PROVIDED DATA:
--------------------------------------------------
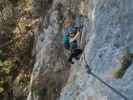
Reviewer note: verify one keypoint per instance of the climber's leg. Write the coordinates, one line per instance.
(76, 53)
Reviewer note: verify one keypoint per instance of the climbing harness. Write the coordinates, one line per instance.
(102, 81)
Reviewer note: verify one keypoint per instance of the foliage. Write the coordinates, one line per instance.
(5, 69)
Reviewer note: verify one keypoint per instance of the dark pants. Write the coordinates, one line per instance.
(74, 54)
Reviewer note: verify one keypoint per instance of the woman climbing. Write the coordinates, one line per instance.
(71, 35)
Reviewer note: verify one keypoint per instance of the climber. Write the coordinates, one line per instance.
(71, 35)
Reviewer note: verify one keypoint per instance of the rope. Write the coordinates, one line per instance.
(102, 81)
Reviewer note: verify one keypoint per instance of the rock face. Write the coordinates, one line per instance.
(107, 41)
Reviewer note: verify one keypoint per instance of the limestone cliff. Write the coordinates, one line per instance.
(107, 42)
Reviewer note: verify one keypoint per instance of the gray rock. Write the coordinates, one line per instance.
(107, 39)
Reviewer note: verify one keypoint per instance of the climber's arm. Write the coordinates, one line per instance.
(75, 37)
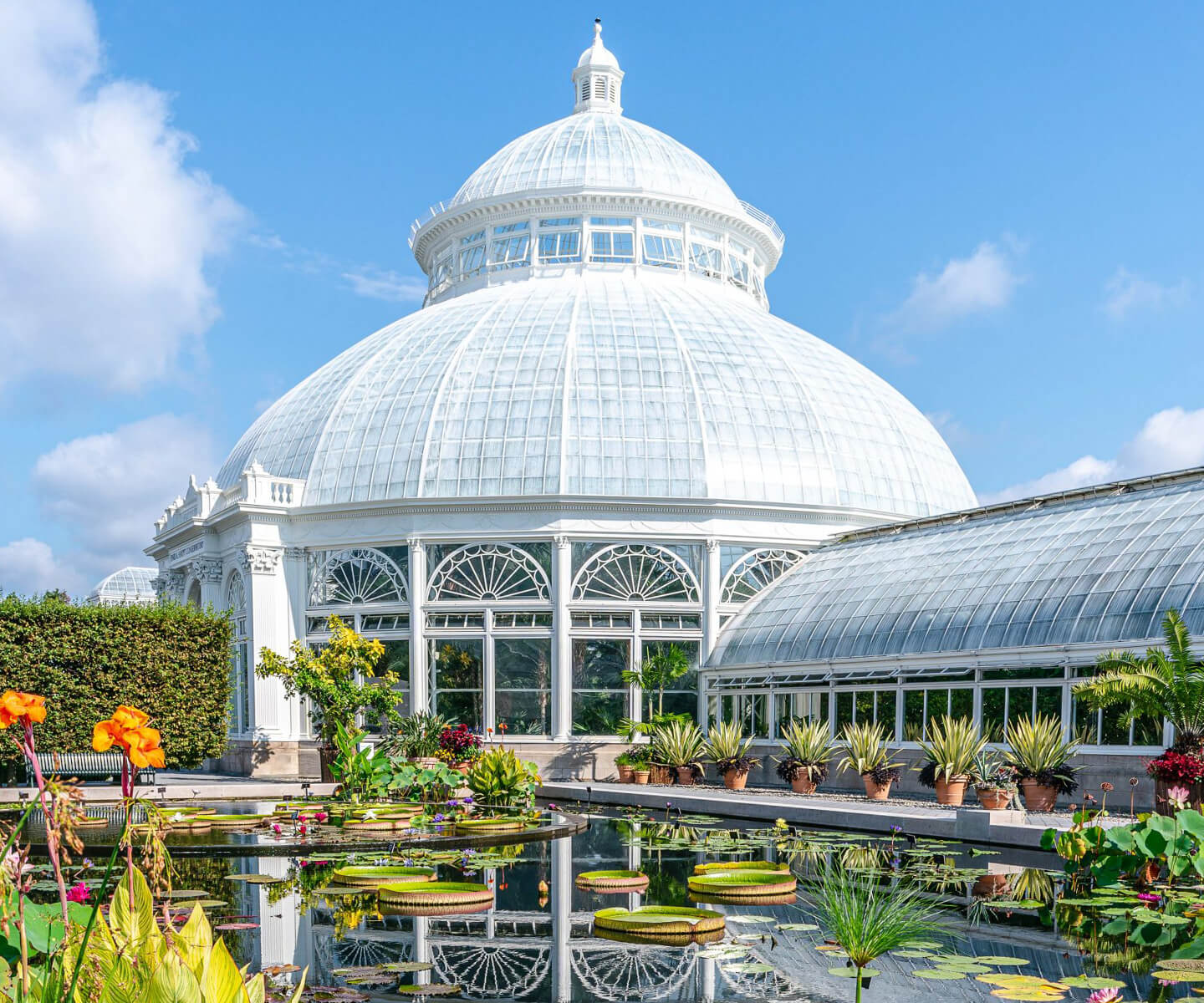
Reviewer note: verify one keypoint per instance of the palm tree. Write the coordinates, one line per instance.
(868, 920)
(1162, 683)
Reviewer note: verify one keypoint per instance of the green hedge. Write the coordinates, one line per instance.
(171, 661)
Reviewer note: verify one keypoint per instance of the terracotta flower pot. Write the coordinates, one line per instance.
(1038, 797)
(736, 779)
(992, 798)
(952, 790)
(875, 792)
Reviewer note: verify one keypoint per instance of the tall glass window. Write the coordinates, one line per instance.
(457, 680)
(523, 684)
(599, 696)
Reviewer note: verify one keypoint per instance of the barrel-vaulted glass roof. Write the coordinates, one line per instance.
(604, 384)
(601, 152)
(1094, 568)
(128, 585)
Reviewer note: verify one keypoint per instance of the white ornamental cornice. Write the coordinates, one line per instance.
(259, 560)
(207, 570)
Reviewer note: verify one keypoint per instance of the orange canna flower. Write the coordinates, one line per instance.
(15, 705)
(128, 729)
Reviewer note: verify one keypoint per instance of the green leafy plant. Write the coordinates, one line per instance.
(664, 666)
(868, 920)
(500, 778)
(728, 748)
(678, 743)
(807, 748)
(339, 682)
(866, 751)
(363, 773)
(1162, 683)
(172, 661)
(419, 736)
(1040, 754)
(950, 749)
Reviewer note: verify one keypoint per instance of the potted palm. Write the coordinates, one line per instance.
(866, 753)
(678, 746)
(727, 746)
(1040, 759)
(995, 782)
(949, 755)
(807, 746)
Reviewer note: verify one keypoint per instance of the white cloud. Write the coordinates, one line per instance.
(966, 286)
(104, 232)
(29, 568)
(1125, 293)
(105, 492)
(1169, 440)
(388, 286)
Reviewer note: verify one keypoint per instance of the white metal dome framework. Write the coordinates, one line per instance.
(593, 440)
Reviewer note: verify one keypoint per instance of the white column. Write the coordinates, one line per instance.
(561, 920)
(268, 604)
(563, 649)
(711, 582)
(419, 683)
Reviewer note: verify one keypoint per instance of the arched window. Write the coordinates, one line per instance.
(240, 656)
(355, 577)
(636, 572)
(757, 571)
(489, 572)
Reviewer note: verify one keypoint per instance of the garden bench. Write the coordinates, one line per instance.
(84, 766)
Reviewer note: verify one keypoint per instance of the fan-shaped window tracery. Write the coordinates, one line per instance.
(355, 577)
(489, 572)
(755, 571)
(636, 572)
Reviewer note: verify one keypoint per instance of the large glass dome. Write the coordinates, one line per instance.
(597, 150)
(604, 384)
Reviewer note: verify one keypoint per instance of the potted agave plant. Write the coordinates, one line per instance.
(807, 746)
(728, 748)
(679, 746)
(949, 756)
(866, 753)
(1040, 759)
(995, 782)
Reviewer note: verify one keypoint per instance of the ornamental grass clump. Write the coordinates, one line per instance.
(868, 920)
(728, 748)
(949, 753)
(807, 748)
(1040, 759)
(867, 754)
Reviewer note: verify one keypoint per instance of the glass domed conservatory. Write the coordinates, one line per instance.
(591, 440)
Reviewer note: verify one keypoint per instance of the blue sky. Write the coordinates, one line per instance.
(996, 208)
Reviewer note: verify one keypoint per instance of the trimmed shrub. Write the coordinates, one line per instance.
(171, 661)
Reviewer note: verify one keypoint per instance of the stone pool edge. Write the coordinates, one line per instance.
(969, 824)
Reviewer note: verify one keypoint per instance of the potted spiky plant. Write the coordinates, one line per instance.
(949, 754)
(728, 748)
(807, 746)
(866, 753)
(679, 746)
(1040, 757)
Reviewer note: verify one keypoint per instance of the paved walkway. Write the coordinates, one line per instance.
(972, 824)
(186, 785)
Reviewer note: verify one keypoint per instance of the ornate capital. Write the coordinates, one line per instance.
(259, 560)
(206, 570)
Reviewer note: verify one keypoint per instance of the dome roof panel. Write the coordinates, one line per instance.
(607, 385)
(597, 150)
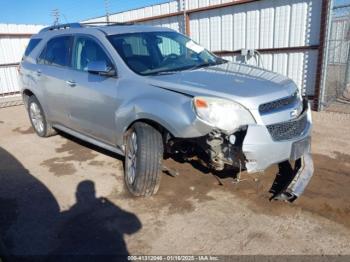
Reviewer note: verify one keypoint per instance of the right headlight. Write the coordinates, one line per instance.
(221, 113)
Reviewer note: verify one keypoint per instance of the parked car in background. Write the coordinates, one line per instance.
(149, 92)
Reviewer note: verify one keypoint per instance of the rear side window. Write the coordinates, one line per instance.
(57, 52)
(31, 45)
(87, 50)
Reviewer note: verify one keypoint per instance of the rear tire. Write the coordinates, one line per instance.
(38, 119)
(143, 159)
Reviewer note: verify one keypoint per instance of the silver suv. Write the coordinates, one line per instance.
(149, 92)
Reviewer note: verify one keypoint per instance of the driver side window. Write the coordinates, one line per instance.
(168, 46)
(87, 50)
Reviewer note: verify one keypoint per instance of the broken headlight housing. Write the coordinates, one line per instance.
(221, 113)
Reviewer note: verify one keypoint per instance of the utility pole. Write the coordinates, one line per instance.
(55, 13)
(107, 10)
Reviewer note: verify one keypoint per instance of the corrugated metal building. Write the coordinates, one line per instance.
(13, 41)
(287, 33)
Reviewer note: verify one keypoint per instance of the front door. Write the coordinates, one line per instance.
(52, 67)
(92, 98)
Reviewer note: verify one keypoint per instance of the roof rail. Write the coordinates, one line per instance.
(106, 23)
(61, 26)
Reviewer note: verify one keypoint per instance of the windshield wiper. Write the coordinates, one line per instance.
(208, 64)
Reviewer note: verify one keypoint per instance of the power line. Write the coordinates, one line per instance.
(55, 13)
(107, 6)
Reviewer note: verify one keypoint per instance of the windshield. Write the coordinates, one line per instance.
(151, 53)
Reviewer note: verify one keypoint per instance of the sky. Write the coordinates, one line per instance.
(39, 11)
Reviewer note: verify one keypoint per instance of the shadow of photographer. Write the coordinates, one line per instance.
(32, 226)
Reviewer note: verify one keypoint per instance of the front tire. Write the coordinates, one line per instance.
(38, 119)
(143, 159)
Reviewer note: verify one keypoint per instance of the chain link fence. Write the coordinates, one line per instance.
(337, 85)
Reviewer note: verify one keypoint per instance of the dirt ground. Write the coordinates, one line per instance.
(60, 195)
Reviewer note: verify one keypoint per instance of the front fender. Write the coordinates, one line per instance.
(171, 110)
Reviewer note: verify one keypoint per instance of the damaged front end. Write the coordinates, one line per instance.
(255, 147)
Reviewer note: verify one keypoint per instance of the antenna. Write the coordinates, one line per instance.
(107, 5)
(55, 13)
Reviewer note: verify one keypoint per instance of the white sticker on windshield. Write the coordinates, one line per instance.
(194, 47)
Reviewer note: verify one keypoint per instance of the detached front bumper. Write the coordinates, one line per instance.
(262, 150)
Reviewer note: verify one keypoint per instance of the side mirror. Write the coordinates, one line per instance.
(101, 68)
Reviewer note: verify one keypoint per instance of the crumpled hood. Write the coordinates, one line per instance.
(247, 85)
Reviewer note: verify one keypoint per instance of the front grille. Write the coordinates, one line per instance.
(277, 104)
(288, 130)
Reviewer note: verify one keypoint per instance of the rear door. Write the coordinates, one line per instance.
(53, 67)
(92, 98)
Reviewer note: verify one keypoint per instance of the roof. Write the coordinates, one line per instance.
(108, 29)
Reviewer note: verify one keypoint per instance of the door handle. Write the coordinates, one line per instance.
(71, 83)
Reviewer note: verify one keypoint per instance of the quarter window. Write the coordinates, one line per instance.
(31, 45)
(87, 50)
(56, 52)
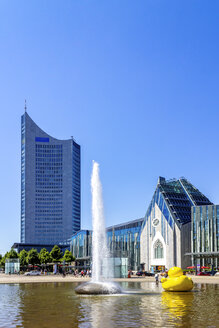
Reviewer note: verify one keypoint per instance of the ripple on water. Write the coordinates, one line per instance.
(144, 305)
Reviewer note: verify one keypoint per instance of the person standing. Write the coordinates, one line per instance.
(156, 278)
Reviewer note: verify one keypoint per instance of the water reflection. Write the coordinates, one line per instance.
(145, 305)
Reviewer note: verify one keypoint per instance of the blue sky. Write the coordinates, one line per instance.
(135, 82)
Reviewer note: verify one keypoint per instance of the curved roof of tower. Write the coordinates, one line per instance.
(38, 129)
(178, 196)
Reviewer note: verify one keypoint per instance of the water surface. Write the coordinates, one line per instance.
(144, 305)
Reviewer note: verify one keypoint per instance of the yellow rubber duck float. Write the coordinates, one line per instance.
(177, 281)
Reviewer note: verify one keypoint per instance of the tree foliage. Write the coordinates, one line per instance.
(45, 256)
(68, 257)
(56, 254)
(33, 257)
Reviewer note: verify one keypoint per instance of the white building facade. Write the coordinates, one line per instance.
(166, 230)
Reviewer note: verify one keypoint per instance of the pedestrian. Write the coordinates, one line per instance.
(156, 278)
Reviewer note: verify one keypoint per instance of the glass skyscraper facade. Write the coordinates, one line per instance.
(50, 186)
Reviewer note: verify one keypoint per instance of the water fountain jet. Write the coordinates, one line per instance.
(101, 270)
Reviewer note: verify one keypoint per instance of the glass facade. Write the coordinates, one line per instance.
(175, 199)
(50, 186)
(205, 235)
(123, 242)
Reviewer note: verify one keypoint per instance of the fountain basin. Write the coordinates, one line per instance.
(98, 288)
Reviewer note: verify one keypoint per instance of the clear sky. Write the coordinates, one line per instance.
(135, 82)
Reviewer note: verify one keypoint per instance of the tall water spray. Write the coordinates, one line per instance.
(100, 255)
(101, 268)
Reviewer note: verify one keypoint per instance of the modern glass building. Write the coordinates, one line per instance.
(50, 186)
(123, 242)
(205, 235)
(166, 230)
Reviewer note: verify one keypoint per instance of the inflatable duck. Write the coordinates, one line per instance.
(176, 281)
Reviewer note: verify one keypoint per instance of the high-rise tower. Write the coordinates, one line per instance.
(50, 186)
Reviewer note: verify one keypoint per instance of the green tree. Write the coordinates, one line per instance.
(68, 257)
(56, 254)
(33, 257)
(23, 257)
(45, 256)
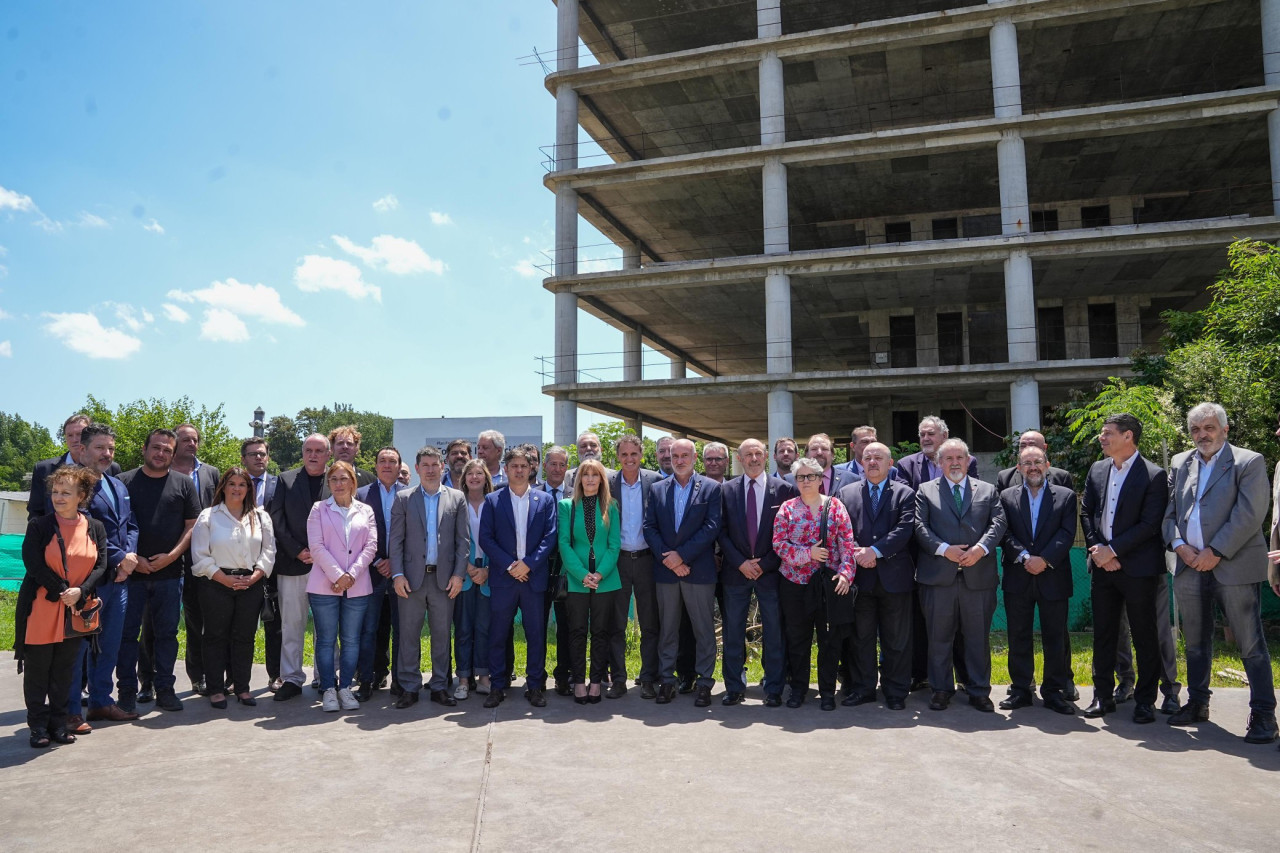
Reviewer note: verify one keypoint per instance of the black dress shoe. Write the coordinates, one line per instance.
(1015, 701)
(287, 690)
(1189, 714)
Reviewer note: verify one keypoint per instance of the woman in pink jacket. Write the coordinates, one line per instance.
(343, 538)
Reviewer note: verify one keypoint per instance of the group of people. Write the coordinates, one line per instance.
(888, 566)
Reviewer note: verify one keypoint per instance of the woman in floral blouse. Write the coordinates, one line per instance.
(804, 560)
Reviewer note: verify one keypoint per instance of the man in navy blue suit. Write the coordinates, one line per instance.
(517, 533)
(681, 525)
(749, 566)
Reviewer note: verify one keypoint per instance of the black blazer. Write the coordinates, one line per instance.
(1139, 515)
(732, 536)
(1055, 532)
(289, 509)
(890, 529)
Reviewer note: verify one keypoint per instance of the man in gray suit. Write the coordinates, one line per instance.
(429, 548)
(1217, 503)
(959, 521)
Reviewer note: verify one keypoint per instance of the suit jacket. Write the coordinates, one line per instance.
(1054, 477)
(289, 509)
(890, 530)
(1232, 515)
(732, 537)
(914, 469)
(981, 520)
(407, 548)
(1055, 532)
(695, 537)
(1139, 512)
(39, 502)
(498, 538)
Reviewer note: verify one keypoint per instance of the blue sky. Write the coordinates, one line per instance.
(278, 204)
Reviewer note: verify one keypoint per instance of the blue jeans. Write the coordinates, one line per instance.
(1197, 591)
(165, 600)
(115, 600)
(471, 633)
(737, 602)
(338, 619)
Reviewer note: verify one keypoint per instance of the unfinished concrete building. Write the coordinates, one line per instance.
(835, 213)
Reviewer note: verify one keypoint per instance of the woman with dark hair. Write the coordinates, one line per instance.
(590, 539)
(65, 559)
(232, 551)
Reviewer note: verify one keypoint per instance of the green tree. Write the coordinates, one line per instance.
(22, 445)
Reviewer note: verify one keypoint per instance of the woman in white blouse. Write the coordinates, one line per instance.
(232, 551)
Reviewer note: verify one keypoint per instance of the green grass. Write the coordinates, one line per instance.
(1225, 655)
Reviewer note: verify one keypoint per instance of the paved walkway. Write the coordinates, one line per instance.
(630, 775)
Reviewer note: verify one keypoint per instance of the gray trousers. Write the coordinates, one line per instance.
(295, 607)
(430, 605)
(699, 602)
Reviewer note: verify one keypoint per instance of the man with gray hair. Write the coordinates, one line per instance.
(1217, 503)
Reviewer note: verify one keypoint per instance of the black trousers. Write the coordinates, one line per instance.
(590, 614)
(46, 680)
(1110, 593)
(1020, 614)
(231, 625)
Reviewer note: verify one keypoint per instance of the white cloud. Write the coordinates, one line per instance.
(223, 327)
(319, 273)
(174, 313)
(83, 333)
(397, 255)
(245, 300)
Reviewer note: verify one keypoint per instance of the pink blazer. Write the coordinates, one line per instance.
(330, 555)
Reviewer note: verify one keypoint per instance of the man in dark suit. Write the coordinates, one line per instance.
(1121, 514)
(631, 487)
(296, 492)
(37, 502)
(1037, 561)
(1217, 506)
(681, 524)
(517, 533)
(959, 521)
(883, 516)
(750, 503)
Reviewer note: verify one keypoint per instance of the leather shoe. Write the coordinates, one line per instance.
(1015, 701)
(1262, 728)
(110, 712)
(1189, 714)
(982, 702)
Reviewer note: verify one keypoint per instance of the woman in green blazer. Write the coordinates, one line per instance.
--------------------------------------------------
TASK TO CARRY OUT:
Locate "man in dark" in the material, then quote the line that contains it and all lines after it through the final one.

REPLY:
Reviewer note: verify one keypoint per instance of the man in dark suit. Write the coordinates, one line per instance.
(1121, 514)
(631, 487)
(296, 492)
(37, 502)
(1037, 561)
(1217, 506)
(681, 524)
(517, 533)
(959, 521)
(883, 516)
(750, 503)
Reviewer note: verify one keypoint per instance of the leather shoe. Write the coordinates, one line per instance.
(1015, 701)
(1262, 728)
(110, 712)
(1189, 714)
(982, 702)
Reviewer note: verify one keypoint per instance of the woman in green blazer. Write the coordinates, one line per instance.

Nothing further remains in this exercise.